# Task directions
Convert the entries, starting at the line that contains "tip, one point per instance." and ending at the line that contains "Query: pointed stalagmite tip", into a Markdown table with a Row column for the row number and a Line text column for each line, leaving out blank lines.

# Input records
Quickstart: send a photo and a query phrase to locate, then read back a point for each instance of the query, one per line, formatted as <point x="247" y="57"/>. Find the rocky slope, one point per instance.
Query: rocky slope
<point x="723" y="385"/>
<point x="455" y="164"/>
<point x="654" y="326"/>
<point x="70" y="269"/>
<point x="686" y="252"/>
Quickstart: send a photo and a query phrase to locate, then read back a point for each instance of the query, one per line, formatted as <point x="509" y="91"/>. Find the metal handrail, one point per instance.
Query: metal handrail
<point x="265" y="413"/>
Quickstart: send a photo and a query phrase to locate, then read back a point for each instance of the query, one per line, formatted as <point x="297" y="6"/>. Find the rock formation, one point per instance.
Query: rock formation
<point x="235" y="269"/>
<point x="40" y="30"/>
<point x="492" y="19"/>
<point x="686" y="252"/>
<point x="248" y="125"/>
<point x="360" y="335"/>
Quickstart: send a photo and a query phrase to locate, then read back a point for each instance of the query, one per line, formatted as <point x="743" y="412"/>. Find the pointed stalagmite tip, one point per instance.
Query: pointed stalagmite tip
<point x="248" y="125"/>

# The result
| Row | Line text |
|---|---|
| 1 | Quickstart: send a photo and a query phrase to locate, then read back a point for each instance of the query, one per line, formatted as <point x="743" y="412"/>. Find the pointed stalagmite tip, one point per instance. |
| 2 | Query: pointed stalagmite tip |